_Exercise directions:_
Your answer should be every line of the records that contains the word "Target".

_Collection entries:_
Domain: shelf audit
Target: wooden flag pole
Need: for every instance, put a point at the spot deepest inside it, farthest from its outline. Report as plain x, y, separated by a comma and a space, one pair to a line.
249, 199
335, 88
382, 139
---
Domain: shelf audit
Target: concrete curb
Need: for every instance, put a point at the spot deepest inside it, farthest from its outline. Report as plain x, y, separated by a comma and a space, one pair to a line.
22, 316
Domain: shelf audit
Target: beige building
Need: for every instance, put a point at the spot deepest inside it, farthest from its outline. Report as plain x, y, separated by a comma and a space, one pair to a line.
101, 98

_Worked solution:_
Target: wooden flag pole
Target: concrete curb
Target: beige building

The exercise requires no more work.